» PROMPT A: From the post on doomsday predictions, duplicate everything from "Nope.  Still here, guys." down to "is another beginning.".
» PROMPT B:
Answer these about the post on doomsday predictions:
(i) In what year did the Golden Dawn reportedly predict the world would end?
(ii) How many eagles had Romulus seen, according to the Roman theory?
(iii) What did one of the news agencies label 2012?

» PAGE EXTRACT:
Then again, apparently the Golden Dawn predicted a century or so ago that the end of the world would happen in 2010.  We survived that one, too.  I've heard Pat Robertson said the same for 2007.  A lot of people thought January 1, 2000, would be our official End of Record marker.  We've stared down about a dozen apocalyptic prophecies thanks to the combined efforts of Harold Camping and the Jehovah's Witnesses.  And frankly I refuse to bother with a count of all the times people have claimed that their interpretation of the works of Nostradamus says that the world must end on a certain date.

It's nothing new.  The Romans thought the ending would come somewhere around 600 years B.C., based on the theory that Romulus had seen 12 eagles, and each eagle represented 10 years, and so basic math (if you can do basic math with all those Ms and Cs and Xs and Is) gave Rome 120 years from its founding to exist and then die.  Yep, really.  Later another Roman, Pope Innocent III, said that the world would end 666 years after the rise of Islam, in a year that passed by apocalypse-free a thousand years ago, give or take a few dozen.  Returning the favor, the head of the Nation of Islam predicted that the Gulf War of the early 1990's would be the "War of Armageddon."

Nope.  Still here, guys.

No end in sight, then, but rather a continued turning of the wheel.

No grand ending of doom is in sight, that is.  We mortals, I think, have a difficult time looking at the passage of time as one long string.  We need endings, and we also need beginnings, because without them life wouldn't make much sense when bookended between our own beginning at birth, and our own ending at--well, at the other end.   We often, as a result, manufacture our own endings, and what flows naturally from an ending is another beginning. 

So which is it, then?  Does this self-manufactured mark at the New Year point to a beginning, or an ending?  The answer is fairly simple; it's both.  The year 2012, when it began, offered us all sorts of promises for what it might bring.  I was certain, for example, that it was heralding my becoming a famous (and wealthy) author who could buy a private (and perpetually warm) island where I could do nothing but drink and write.  Clearly, that didn't happen.  But other, less grand, promises were fulfilled by what was truly a great year.  I've already listed some of them on a post a few days ago, but other stuff happened as well.  Through Kiva.com, for example, I played a part in helping an Argentinian lady launch a business.  Through my day job, I played a part in helping well over a hundred people become trained and certified and launched into new careers. 

One of the news agencies labeled 2012 the year of 'meh.'  Their point was that nothing all that grand happened in the year.  I disagree. 

It was a pretty good year.

And it's over.  Done.  Ending.  Tomorrow, in fact.

That brings us to the beginning.  The year 2013 isn't nearly as round a number as 2012, which is probably why I haven't heard any grand prophecies regarding the year to come.  And odd as it is, it's not a prime number either.  It just--is.

And yet, it's gonna be great.

» DATA PROVIDED:
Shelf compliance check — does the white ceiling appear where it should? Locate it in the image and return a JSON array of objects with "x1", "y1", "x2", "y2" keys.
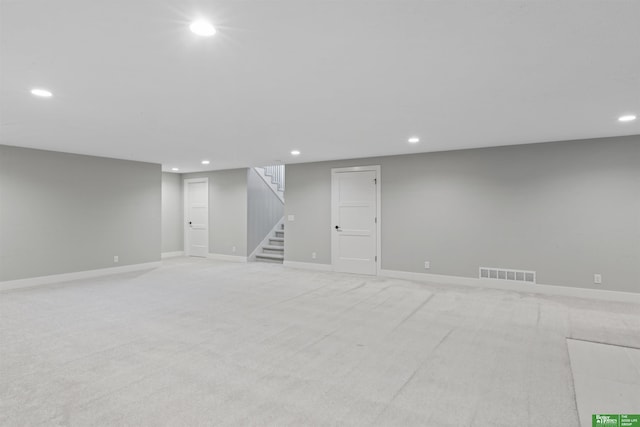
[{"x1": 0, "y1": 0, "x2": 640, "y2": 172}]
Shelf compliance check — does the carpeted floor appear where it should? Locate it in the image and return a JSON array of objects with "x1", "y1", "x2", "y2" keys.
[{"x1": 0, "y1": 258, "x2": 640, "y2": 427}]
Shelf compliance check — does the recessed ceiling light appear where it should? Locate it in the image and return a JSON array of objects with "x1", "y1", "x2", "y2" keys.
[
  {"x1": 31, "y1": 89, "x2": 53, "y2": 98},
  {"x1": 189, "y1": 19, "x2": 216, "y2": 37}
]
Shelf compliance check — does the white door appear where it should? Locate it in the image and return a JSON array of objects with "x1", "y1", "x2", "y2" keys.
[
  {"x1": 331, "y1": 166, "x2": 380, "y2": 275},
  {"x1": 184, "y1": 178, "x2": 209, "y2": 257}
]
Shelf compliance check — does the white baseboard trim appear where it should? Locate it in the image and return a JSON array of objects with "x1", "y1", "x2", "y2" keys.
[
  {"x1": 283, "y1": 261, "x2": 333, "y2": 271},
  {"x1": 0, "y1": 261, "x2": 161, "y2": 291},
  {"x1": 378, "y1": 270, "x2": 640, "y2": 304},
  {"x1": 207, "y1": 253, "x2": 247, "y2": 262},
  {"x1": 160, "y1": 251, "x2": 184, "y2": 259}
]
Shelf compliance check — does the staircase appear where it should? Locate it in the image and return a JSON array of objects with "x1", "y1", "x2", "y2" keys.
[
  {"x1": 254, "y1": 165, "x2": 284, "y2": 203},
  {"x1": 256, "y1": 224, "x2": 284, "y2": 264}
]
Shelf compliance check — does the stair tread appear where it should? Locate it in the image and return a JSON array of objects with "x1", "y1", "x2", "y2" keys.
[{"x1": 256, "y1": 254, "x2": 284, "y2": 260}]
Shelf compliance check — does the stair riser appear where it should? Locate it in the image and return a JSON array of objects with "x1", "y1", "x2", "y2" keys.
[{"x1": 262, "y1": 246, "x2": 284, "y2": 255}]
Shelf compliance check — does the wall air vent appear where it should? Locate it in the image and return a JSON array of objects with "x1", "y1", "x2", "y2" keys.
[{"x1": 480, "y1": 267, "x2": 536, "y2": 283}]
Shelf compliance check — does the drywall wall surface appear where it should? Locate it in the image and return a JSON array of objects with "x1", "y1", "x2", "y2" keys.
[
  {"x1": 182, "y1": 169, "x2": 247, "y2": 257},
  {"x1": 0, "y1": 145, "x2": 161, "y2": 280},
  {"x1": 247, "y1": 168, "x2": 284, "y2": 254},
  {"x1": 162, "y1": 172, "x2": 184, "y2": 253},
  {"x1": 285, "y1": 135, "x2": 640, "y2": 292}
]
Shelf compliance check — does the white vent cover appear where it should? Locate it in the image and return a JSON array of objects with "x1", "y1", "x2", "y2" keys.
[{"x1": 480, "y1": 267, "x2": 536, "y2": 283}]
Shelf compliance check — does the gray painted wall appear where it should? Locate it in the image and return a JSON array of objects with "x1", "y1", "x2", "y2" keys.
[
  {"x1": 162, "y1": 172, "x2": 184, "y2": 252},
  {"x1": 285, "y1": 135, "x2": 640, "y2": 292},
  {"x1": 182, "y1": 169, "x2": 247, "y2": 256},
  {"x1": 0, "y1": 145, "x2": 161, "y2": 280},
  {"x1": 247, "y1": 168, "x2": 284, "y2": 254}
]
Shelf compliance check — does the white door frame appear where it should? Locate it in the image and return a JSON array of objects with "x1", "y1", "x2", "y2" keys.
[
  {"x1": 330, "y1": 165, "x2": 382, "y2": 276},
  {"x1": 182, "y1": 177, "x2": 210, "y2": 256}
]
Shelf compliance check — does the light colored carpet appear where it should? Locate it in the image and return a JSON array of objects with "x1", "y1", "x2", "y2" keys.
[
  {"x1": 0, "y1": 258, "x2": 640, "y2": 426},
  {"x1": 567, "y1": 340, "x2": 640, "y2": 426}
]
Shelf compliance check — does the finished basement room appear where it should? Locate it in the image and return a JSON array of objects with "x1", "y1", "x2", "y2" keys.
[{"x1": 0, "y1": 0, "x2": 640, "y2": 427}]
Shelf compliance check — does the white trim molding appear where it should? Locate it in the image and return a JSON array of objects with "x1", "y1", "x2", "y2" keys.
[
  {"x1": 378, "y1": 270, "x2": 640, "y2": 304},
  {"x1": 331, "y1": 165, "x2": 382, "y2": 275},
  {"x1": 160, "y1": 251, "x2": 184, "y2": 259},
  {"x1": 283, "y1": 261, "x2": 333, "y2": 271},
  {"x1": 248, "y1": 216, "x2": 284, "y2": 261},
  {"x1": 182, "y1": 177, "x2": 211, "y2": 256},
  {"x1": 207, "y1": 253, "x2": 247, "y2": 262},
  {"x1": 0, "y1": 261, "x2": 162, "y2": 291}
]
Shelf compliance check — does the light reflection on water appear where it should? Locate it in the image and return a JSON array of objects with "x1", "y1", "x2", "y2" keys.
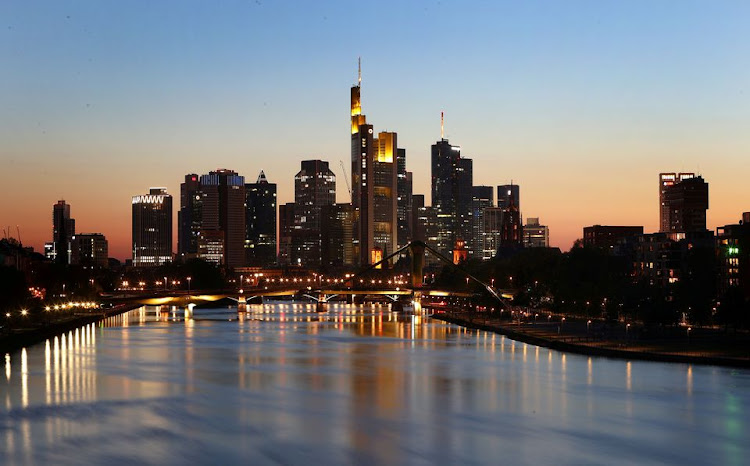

» RESPONSE A:
Nope.  Still here, guys.

No end in sight, then, but rather a continued turning of the wheel.

No grand ending of doom is in sight, that is.  We mortals, I think, have a difficult time looking at the passage of time as one long string.  We need endings, and we also need beginnings, because without them life wouldn't make much sense when bookended between our own beginning at birth, and our own ending at--well, at the other end.   We often, as a result, manufacture our own endings, and what flows naturally from an ending is another beginning.

» RESPONSE B:
(i) 2010
(ii) 12
(iii) The year of 'meh'